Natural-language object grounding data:
--------------------------------

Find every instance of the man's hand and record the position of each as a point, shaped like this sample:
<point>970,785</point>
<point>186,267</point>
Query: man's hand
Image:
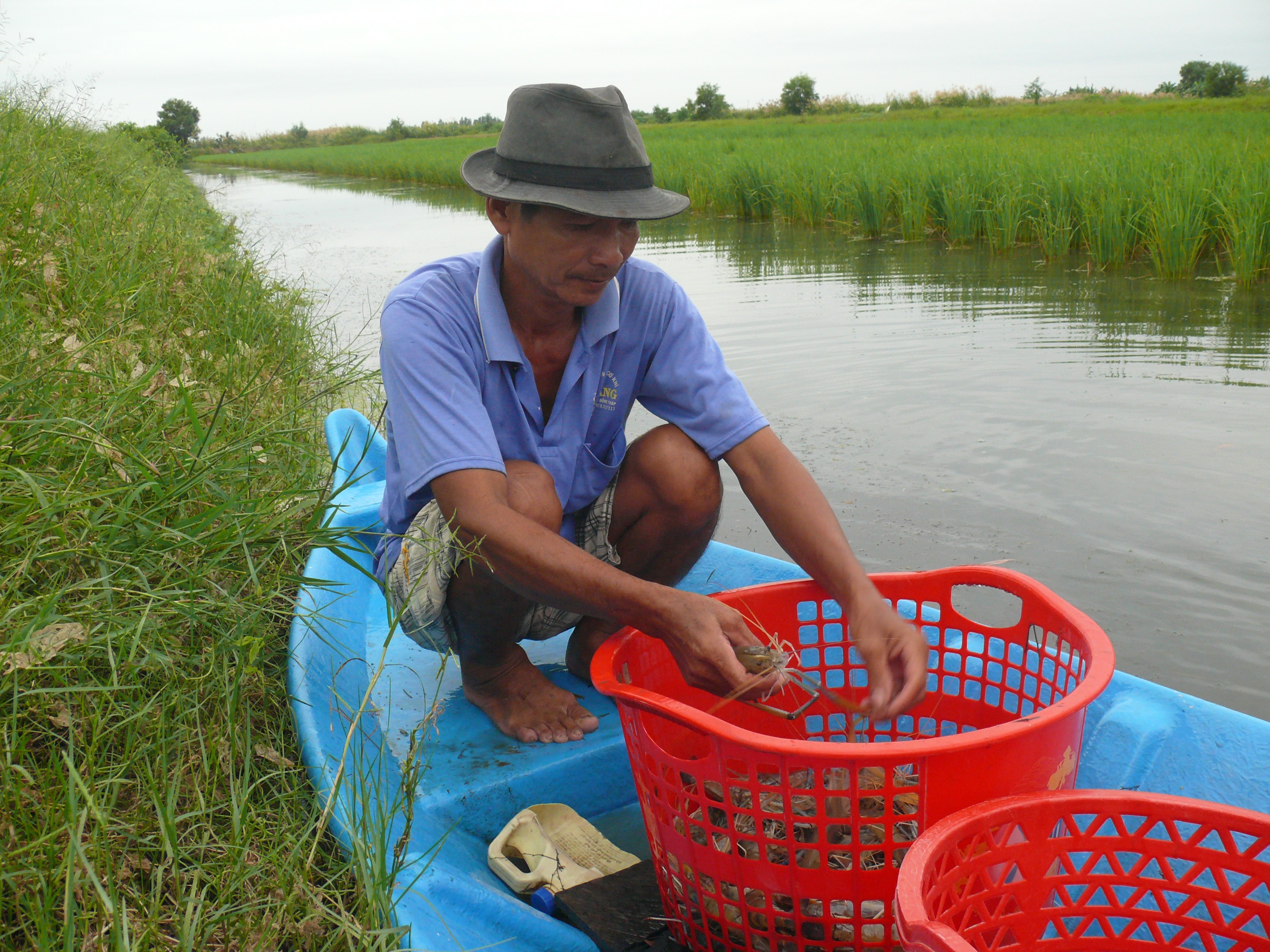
<point>702,635</point>
<point>895,653</point>
<point>803,523</point>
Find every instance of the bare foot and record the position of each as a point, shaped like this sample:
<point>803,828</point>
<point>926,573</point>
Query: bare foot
<point>583,645</point>
<point>523,704</point>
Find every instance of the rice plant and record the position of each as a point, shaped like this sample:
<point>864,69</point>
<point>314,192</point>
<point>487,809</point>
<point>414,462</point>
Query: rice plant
<point>1075,177</point>
<point>1004,215</point>
<point>1109,224</point>
<point>1053,215</point>
<point>1244,216</point>
<point>870,206</point>
<point>1177,220</point>
<point>909,200</point>
<point>962,210</point>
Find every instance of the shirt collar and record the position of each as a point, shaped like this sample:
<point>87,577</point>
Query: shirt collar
<point>598,322</point>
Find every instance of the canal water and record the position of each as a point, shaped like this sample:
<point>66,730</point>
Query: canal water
<point>1108,434</point>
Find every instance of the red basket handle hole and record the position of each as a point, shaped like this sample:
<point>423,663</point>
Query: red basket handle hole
<point>987,606</point>
<point>672,738</point>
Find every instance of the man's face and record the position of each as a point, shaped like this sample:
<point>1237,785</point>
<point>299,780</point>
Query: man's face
<point>569,257</point>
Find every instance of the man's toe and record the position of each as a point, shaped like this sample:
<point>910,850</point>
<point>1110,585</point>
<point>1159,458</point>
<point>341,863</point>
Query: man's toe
<point>528,735</point>
<point>545,734</point>
<point>585,720</point>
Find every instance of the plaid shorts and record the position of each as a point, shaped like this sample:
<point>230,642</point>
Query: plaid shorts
<point>421,576</point>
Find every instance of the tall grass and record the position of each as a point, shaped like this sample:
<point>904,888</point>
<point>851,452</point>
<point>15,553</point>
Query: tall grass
<point>1244,210</point>
<point>1099,178</point>
<point>160,480</point>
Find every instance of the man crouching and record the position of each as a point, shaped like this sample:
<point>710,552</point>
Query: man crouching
<point>510,375</point>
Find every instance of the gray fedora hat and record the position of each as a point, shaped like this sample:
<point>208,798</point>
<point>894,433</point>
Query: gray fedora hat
<point>572,148</point>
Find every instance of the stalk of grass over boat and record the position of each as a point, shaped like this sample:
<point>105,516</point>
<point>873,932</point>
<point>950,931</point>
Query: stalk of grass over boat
<point>162,476</point>
<point>1071,177</point>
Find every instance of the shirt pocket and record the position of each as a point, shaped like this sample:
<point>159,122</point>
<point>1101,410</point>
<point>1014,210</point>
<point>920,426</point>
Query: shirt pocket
<point>597,470</point>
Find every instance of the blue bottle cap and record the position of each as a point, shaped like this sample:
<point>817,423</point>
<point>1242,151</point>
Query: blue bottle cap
<point>544,900</point>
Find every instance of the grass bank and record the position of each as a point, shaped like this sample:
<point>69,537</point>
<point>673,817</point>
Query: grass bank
<point>160,478</point>
<point>1178,181</point>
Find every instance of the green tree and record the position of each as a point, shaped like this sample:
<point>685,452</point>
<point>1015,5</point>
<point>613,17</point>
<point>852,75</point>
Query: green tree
<point>1193,78</point>
<point>1225,79</point>
<point>153,138</point>
<point>798,94</point>
<point>709,103</point>
<point>179,120</point>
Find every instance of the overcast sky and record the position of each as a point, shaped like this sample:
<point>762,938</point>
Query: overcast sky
<point>263,65</point>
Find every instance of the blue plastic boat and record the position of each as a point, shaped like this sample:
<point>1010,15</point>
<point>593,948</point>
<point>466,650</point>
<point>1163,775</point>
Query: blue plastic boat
<point>361,700</point>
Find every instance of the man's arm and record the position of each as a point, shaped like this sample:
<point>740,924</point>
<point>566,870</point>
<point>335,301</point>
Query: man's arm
<point>543,567</point>
<point>800,520</point>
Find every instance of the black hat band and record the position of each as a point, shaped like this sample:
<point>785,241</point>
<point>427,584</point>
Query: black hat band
<point>626,179</point>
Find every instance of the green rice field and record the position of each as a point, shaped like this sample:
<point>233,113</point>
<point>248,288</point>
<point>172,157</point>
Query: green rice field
<point>1169,181</point>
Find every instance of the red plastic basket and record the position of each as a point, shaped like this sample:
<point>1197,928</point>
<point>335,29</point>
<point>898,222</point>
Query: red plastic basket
<point>766,835</point>
<point>1090,870</point>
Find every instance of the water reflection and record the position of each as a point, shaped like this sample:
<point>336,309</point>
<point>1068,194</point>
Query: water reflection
<point>957,407</point>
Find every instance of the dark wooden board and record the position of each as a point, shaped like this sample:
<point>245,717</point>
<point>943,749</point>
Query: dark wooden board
<point>620,913</point>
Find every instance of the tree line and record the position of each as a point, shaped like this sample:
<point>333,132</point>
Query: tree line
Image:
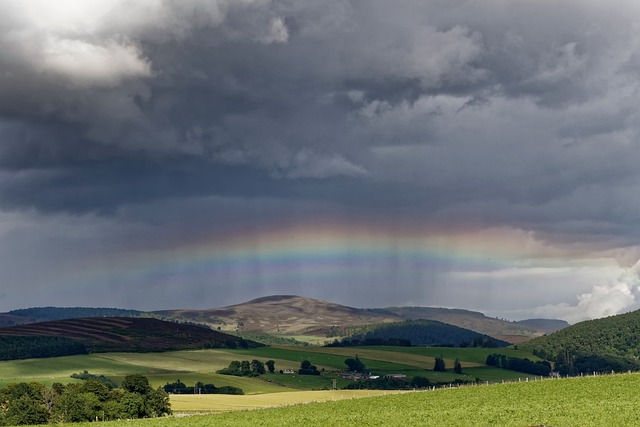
<point>419,333</point>
<point>247,368</point>
<point>179,387</point>
<point>35,403</point>
<point>519,365</point>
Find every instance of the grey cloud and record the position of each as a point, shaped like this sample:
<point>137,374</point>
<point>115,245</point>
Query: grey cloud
<point>521,114</point>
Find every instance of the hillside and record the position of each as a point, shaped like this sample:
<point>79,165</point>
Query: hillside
<point>616,335</point>
<point>102,334</point>
<point>282,314</point>
<point>25,316</point>
<point>421,333</point>
<point>478,322</point>
<point>601,345</point>
<point>547,325</point>
<point>288,315</point>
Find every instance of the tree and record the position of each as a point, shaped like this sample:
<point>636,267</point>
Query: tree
<point>157,404</point>
<point>306,368</point>
<point>271,366</point>
<point>439,365</point>
<point>136,383</point>
<point>257,367</point>
<point>355,365</point>
<point>457,367</point>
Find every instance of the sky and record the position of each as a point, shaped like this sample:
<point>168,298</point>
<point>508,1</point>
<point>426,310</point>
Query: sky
<point>200,153</point>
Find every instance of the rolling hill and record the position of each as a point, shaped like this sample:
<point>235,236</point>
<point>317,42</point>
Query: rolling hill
<point>615,335</point>
<point>109,334</point>
<point>289,315</point>
<point>296,315</point>
<point>282,314</point>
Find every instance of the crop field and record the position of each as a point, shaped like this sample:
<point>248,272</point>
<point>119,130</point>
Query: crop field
<point>225,403</point>
<point>585,402</point>
<point>201,365</point>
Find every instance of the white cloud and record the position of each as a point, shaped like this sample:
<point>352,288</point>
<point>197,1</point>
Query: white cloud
<point>603,299</point>
<point>307,164</point>
<point>278,32</point>
<point>87,64</point>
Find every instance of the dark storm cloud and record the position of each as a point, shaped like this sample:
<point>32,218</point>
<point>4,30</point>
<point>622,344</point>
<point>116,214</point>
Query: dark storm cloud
<point>517,114</point>
<point>456,103</point>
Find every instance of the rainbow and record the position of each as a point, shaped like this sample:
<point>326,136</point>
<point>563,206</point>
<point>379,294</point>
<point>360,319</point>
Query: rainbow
<point>318,252</point>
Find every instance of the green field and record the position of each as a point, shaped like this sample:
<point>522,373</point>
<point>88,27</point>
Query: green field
<point>201,365</point>
<point>584,402</point>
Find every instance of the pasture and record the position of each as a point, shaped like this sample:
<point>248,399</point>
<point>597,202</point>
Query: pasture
<point>585,402</point>
<point>201,365</point>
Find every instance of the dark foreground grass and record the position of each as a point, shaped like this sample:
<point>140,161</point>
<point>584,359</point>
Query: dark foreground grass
<point>593,401</point>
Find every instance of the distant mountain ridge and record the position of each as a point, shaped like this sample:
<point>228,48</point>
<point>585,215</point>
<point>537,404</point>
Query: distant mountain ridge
<point>101,334</point>
<point>292,315</point>
<point>296,315</point>
<point>547,325</point>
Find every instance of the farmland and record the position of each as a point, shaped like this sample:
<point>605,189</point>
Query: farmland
<point>201,365</point>
<point>588,401</point>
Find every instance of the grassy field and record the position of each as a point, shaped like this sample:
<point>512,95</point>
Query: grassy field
<point>225,403</point>
<point>584,402</point>
<point>201,365</point>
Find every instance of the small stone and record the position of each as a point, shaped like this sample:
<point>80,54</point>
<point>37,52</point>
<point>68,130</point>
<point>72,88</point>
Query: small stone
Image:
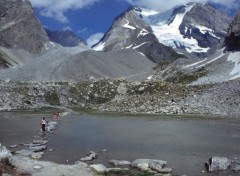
<point>119,162</point>
<point>37,167</point>
<point>165,170</point>
<point>13,146</point>
<point>99,168</point>
<point>50,150</point>
<point>36,155</point>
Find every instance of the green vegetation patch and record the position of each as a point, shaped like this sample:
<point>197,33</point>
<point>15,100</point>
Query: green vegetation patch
<point>52,98</point>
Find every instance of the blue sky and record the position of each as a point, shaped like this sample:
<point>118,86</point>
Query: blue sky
<point>90,19</point>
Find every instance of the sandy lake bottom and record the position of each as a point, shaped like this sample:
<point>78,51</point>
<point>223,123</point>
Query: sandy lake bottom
<point>185,143</point>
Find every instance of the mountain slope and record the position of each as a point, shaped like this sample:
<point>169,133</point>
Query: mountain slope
<point>232,41</point>
<point>19,27</point>
<point>65,38</point>
<point>197,28</point>
<point>67,64</point>
<point>130,31</point>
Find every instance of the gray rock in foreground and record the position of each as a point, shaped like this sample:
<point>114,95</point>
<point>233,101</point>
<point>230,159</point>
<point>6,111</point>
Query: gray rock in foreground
<point>99,168</point>
<point>218,164</point>
<point>119,162</point>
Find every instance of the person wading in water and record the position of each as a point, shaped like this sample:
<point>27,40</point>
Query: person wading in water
<point>43,123</point>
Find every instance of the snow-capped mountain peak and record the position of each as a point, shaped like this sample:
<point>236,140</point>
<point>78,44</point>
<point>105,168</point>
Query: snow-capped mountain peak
<point>192,27</point>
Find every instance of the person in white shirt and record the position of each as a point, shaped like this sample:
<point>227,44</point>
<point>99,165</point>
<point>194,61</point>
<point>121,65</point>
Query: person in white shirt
<point>43,123</point>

--------------------------------

▶ _TASK STATEMENT_: The required answer is the exact run of lines above starting at the line with "Find every instance of the farmland" and ending at the line with "<point>37,52</point>", with both ends present.

▶ _RESPONSE TO THE TASK_:
Find every instance of the farmland and record the position of each as a point, shaped like this sample:
<point>605,189</point>
Query: farmland
<point>201,365</point>
<point>588,401</point>
Find every instance of the grassy field and record the position of each as a point, shaped like this sample:
<point>512,95</point>
Query: grassy field
<point>225,403</point>
<point>584,402</point>
<point>201,365</point>
Find every instance of the small stone and record the position of each as a point, shaped like this sample:
<point>80,54</point>
<point>37,52</point>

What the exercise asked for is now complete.